**Given request:**
Write out exactly the lines below that run from the line containing "Expected output: one point per instance of the row" through the last line of the records.

-- START Input data --

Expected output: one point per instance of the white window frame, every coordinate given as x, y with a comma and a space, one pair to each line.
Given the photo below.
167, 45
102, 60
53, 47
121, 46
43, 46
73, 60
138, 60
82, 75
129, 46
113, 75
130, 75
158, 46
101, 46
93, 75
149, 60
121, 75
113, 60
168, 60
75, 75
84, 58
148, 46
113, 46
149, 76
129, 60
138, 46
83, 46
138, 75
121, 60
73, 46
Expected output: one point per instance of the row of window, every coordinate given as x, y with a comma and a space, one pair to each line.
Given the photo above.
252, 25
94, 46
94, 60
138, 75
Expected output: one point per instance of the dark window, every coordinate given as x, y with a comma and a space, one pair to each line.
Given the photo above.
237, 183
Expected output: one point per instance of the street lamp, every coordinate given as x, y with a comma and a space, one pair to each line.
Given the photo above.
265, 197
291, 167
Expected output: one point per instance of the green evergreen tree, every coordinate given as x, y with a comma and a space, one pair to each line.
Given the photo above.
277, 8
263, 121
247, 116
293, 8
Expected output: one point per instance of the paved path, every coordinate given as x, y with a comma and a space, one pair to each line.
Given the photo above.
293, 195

-- END Input data --

**Complete answer:**
Expected output: one point per instance of the row of window, every coordinate given as x, y with a comma and a space, one pair to each line.
Given the photo above.
252, 25
94, 46
94, 60
138, 75
Expected output: one point per instance of the dark window, every coordinate given as x, y with a comma and a space, one pair to each line.
Given the photo above.
237, 183
Expected output: one point per instance of the street lamp, every coordinate given as x, y with a comma and a space, one pair to each line.
Given the photo above.
265, 197
291, 167
Expected output: one point per instance of the green evergreen tree, every coordinate given as x, y with a comma and a space, one pair to each line.
Given the photo above.
277, 8
263, 121
247, 116
293, 8
Expected output: one point per instance of the paved path, every coordinate given as x, y with a comma and a space, one pair to each line.
Given the photo above.
293, 195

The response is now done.